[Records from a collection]
──────────────────────────────
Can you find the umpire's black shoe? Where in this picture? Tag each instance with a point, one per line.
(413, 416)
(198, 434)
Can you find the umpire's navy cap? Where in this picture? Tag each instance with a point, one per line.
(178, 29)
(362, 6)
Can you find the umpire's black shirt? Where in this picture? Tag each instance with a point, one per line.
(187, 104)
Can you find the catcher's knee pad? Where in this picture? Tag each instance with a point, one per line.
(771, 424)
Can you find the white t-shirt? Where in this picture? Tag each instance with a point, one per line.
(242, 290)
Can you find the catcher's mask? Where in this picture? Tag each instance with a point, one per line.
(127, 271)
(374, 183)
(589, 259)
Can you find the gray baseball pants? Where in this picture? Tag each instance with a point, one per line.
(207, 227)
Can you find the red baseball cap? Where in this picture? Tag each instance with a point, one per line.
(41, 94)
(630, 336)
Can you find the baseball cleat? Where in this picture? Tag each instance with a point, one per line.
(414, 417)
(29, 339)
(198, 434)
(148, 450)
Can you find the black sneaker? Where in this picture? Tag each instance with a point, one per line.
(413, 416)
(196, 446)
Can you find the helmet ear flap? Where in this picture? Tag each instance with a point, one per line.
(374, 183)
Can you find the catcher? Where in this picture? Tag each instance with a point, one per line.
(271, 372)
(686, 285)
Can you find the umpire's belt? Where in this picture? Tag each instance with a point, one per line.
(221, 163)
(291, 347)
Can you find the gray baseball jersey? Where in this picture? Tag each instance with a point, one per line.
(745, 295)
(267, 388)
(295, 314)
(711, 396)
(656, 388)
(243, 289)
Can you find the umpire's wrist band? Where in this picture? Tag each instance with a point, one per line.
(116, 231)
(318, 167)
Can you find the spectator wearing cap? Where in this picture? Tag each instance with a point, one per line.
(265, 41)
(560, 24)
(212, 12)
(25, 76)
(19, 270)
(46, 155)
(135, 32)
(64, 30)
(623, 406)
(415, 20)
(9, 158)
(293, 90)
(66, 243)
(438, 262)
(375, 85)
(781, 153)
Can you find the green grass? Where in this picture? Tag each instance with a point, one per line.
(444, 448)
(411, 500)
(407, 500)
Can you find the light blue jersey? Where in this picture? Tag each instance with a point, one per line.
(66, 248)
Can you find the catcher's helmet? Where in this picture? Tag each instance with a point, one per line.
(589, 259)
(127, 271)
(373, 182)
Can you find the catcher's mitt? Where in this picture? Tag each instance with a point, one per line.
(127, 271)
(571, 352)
──────────────────────────────
The required output is every line from the one with "Can you find the catcher's mitt?" to the final line of the entries, repeated exactly and with nothing else.

--- Expected output ---
Can you find the catcher's mitt? Where in this picture? Tag each instance with a point, one per line.
(127, 271)
(571, 352)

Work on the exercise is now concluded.